- _Strona_:
News
ROAD TROPHY
21.08.2023 14:05, Młynek Andrzej
W dniach 18-20 sierpnia odbył się trzy etapowy wyścig Road Trophy, w którym wystartowało czterech naszych zawodników.
W piątek odbyła się czasówka długości 6,4 km ze startem w Ujsołach, a metą na Zapolance. Ostatnie dwa kilometry to piekielnie trudna wspinaczka, która bardzo mocno dała się we znaki.
Kapitalny występ zaliczył Piotr Kukla, który uplasował się na 3 miejscu open, a 2 w kat.B z czasem 15,58 min.
Kamil Gryboś czasem 18,06 min zajął 18 msc. open i 7 w kat. B.
Marek Langiewicz wykręcił 18,29 min, co pozwoliło zająć 21 msc. open, a 4 w kat. D.
Andrzej Młynek zajął 32 msc. open, 8 w kat. D, a jego czas to 20,50 min.
Drugiego dnia trasa liczyła 99 km ze startem w Ujsołach, a metą na przełęczy Glinne. Wyścig odbywał się po słowackich drogach Beskidu.
Najlepiej z trasą poradził sobie Piotr Kukla, który czasem 2,54,05 h zajął 16 msc open i 6 w kat. B.
Marek Langiewicz uplasował się na 27 msc. open i 6 w kat. D z czasem 3,07,12 h.
Andrzej Młynek zajął 33 msc. open, a 8 w kat. D, a jego czas to 3,19,02 h.
Kamil Gryboś uplasował się na 34 msc. open i 13 w kat. B wykręcając 3,27,39 h. Niestety dwa defekty przeszkodziły Kamilowi w walce o lepszą lokatę.
Trzeciego dnia odbył się najtrudniejszy etap tego wyścigu. Trasa liczyła 74 km, start tradycyjnie w Ujsołach, a meta na przełęczy Kotelnica, którą zawodnicy pokonywali trzykrotnie. Po drodze mieli do pokonania dwa razy Koczy Zamek z Kamesznicy i to czyniło ten etap piekielnie trudnym.
Kolejny rewelacyjny występ zaliczył Piotr Kukla, który czasem 2,31,07 h wywalczył 7 msc. open, a 3 w kat. B.

(Wpisy z adnotacjami regionów)
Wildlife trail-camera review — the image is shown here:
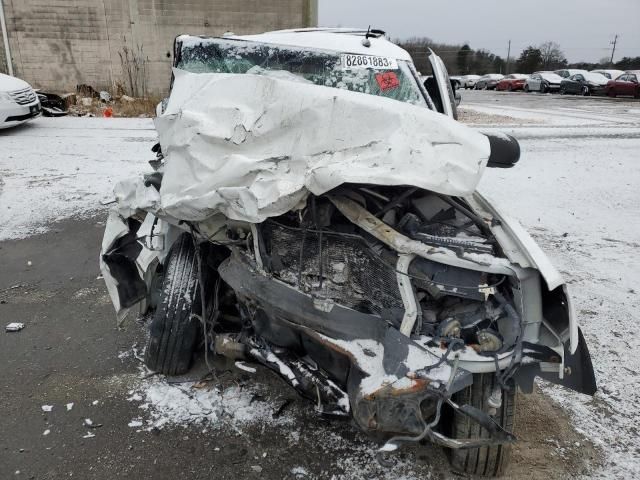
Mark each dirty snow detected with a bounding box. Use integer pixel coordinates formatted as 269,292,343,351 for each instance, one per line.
128,370,292,431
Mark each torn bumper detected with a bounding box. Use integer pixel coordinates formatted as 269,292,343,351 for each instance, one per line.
218,254,472,435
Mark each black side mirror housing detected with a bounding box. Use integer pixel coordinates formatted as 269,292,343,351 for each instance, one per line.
484,133,520,168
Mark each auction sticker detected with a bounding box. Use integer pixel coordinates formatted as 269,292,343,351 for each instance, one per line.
340,53,398,70
376,72,400,92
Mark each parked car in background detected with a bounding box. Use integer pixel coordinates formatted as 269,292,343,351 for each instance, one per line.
0,73,42,129
560,72,609,95
460,75,480,89
449,76,462,88
553,68,589,78
524,72,562,93
591,69,624,80
474,73,504,90
99,29,596,476
496,73,529,92
605,70,640,98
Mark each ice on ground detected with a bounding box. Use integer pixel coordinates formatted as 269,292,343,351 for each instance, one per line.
0,117,156,240
129,370,293,430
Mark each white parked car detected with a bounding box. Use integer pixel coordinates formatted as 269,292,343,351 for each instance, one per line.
99,29,596,476
460,75,480,89
524,72,562,93
553,68,589,78
0,73,42,129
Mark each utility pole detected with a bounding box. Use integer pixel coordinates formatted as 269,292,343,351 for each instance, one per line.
609,33,618,65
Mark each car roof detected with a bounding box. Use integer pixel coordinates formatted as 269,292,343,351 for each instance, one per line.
177,28,412,62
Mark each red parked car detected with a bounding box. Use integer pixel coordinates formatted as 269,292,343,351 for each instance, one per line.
496,73,528,92
605,70,640,98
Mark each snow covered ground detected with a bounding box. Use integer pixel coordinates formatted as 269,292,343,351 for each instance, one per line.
464,92,640,479
0,92,640,479
0,117,156,240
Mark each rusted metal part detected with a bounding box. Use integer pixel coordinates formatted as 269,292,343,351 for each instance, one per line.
327,195,517,276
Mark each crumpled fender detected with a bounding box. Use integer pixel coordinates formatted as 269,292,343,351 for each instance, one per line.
99,209,168,324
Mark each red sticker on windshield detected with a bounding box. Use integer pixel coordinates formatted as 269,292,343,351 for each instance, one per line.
376,72,400,92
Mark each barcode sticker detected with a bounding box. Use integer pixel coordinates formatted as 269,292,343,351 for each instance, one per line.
340,53,398,70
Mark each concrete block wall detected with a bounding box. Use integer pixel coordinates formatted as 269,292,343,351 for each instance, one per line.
0,0,317,95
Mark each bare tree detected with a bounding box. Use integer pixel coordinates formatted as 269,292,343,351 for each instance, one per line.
118,45,149,97
538,42,567,70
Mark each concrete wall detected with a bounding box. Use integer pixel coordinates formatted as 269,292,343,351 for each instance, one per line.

- _Cele zadań_:
• A. Jaką długość miała trasa drugiego etapu według relacji z wyścigu Road Trophy?
• B. Proszę wypisać dosłownie fragment relacji z wyścigu Road Trophy, zaczynając od słów "Kapitalny występ zaliczył" i kończąc na słowach "słowackich drogach Beskidu.".
Pozycje pochodzą z innego źródła niż strona.

- _Wyniki zadań_:
• A. Trasa drugiego etapu liczyła 99 km.

• B.
Kapitalny występ zaliczył Piotr Kukla, który uplasował się na 3 miejscu open, a 2 w kat.B z czasem 15,58 min.
Kamil Gryboś czasem 18,06 min zajął 18 msc. open i 7 w kat. B.
Marek Langiewicz wykręcił 18,29 min, co pozwoliło zająć 21 msc. open, a 4 w kat. D.
Andrzej Młynek zajął 32 msc. open, 8 w kat. D, a jego czas to 20,50 min.
Drugiego dnia trasa liczyła 99 km ze startem w Ujsołach, a metą na przełęczy Glinne. Wyścig odbywał się po słowackich drogach Beskidu.